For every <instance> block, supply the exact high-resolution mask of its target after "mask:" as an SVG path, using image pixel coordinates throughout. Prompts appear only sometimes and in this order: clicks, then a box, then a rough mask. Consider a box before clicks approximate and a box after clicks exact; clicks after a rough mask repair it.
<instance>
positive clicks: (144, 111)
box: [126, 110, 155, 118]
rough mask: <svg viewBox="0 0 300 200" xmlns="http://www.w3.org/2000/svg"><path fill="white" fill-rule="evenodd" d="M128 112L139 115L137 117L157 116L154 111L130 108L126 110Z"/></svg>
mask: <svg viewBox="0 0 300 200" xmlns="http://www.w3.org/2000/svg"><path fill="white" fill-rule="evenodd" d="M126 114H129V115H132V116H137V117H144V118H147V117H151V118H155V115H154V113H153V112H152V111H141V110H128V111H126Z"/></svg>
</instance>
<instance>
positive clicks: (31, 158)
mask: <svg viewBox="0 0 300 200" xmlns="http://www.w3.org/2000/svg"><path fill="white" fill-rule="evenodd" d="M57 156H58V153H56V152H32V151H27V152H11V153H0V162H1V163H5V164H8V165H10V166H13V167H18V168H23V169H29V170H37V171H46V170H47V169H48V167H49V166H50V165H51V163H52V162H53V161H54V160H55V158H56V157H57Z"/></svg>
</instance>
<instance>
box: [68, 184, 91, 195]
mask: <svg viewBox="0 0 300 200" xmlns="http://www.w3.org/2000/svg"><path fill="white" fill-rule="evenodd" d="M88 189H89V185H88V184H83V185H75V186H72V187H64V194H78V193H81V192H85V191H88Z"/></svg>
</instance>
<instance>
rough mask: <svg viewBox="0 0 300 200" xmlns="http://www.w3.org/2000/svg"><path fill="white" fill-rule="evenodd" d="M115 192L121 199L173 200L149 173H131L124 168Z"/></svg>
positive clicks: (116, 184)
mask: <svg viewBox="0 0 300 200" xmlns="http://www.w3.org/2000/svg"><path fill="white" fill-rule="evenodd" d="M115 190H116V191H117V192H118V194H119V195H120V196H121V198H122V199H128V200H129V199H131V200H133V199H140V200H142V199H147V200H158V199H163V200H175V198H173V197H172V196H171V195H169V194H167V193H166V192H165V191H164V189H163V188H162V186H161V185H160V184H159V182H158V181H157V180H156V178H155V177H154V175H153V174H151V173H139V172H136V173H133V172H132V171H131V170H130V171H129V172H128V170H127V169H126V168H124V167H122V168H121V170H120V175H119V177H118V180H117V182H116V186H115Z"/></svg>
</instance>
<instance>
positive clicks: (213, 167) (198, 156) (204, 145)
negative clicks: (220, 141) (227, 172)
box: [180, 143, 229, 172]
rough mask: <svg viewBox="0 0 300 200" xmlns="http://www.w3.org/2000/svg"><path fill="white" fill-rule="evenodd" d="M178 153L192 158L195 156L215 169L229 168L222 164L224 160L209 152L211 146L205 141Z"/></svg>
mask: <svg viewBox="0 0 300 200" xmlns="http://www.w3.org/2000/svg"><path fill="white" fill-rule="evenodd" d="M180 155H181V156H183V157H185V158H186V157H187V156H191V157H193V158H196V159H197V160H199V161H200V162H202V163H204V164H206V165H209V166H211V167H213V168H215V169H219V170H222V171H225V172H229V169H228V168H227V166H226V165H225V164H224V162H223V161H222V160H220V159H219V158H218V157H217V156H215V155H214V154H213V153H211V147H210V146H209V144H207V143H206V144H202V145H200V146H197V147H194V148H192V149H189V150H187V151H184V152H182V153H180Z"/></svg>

ASSIGNED TASK – Word for word, copy out all of the data shown above.

ANSWER FOR THE TASK –
For every <instance> block, supply the exact high-resolution mask of its target after "mask:" as an SVG path, using image pixel coordinates throughout. Prompts appear only sometimes and in this order: clicks, then a box, then a rough mask. Consider a box before clicks approximate and a box after clicks exact; clicks after a rough mask repair it.
<instance>
positive clicks: (144, 111)
box: [126, 110, 155, 118]
rough mask: <svg viewBox="0 0 300 200" xmlns="http://www.w3.org/2000/svg"><path fill="white" fill-rule="evenodd" d="M128 112L139 115L137 117L157 116L154 111L130 108L126 110Z"/></svg>
mask: <svg viewBox="0 0 300 200" xmlns="http://www.w3.org/2000/svg"><path fill="white" fill-rule="evenodd" d="M126 114H129V115H132V116H137V117H144V118H147V117H151V118H155V115H154V113H153V112H152V111H141V110H128V111H126Z"/></svg>
</instance>
<instance>
positive clicks: (31, 158)
mask: <svg viewBox="0 0 300 200" xmlns="http://www.w3.org/2000/svg"><path fill="white" fill-rule="evenodd" d="M57 156H58V153H56V152H32V151H27V152H11V153H0V162H1V163H5V164H8V165H10V166H13V167H18V168H23V169H29V170H37V171H46V170H47V169H48V167H49V166H50V165H51V163H52V162H53V161H54V160H55V158H56V157H57Z"/></svg>
</instance>
<instance>
box: [68, 184, 91, 195]
mask: <svg viewBox="0 0 300 200" xmlns="http://www.w3.org/2000/svg"><path fill="white" fill-rule="evenodd" d="M88 189H89V185H88V184H83V185H75V186H72V187H64V194H78V193H81V192H85V191H88Z"/></svg>
</instance>
<instance>
rough mask: <svg viewBox="0 0 300 200" xmlns="http://www.w3.org/2000/svg"><path fill="white" fill-rule="evenodd" d="M115 192L121 199L173 200L149 173H131L124 168Z"/></svg>
positive clicks: (116, 184)
mask: <svg viewBox="0 0 300 200" xmlns="http://www.w3.org/2000/svg"><path fill="white" fill-rule="evenodd" d="M115 190H116V191H117V192H118V194H119V195H120V196H121V198H122V199H128V200H129V199H131V200H133V199H140V200H142V199H147V200H158V199H163V200H175V198H173V197H172V196H171V195H169V194H167V193H166V192H165V191H164V189H163V188H162V186H161V185H160V184H159V182H158V181H157V180H156V178H155V177H154V175H153V174H151V173H139V172H136V173H133V172H132V171H131V170H130V171H129V172H128V170H127V169H126V168H124V167H122V168H121V170H120V175H119V177H118V180H117V182H116V186H115Z"/></svg>
</instance>
<instance>
positive clicks: (213, 167) (198, 156) (204, 145)
negative clicks: (220, 141) (227, 172)
box: [180, 143, 229, 172]
rough mask: <svg viewBox="0 0 300 200" xmlns="http://www.w3.org/2000/svg"><path fill="white" fill-rule="evenodd" d="M178 153L192 158L195 156L215 169L229 168L222 164L224 160L209 152L211 146L205 141Z"/></svg>
mask: <svg viewBox="0 0 300 200" xmlns="http://www.w3.org/2000/svg"><path fill="white" fill-rule="evenodd" d="M180 155H181V156H183V157H185V158H186V157H187V156H191V157H193V158H196V159H197V160H199V161H200V162H202V163H204V164H206V165H209V166H211V167H213V168H215V169H219V170H222V171H225V172H229V169H228V168H227V166H226V165H225V164H224V162H223V161H222V160H220V159H219V158H218V157H217V156H215V155H214V154H213V153H211V147H210V146H209V144H207V143H206V144H202V145H200V146H197V147H194V148H192V149H189V150H187V151H184V152H182V153H180Z"/></svg>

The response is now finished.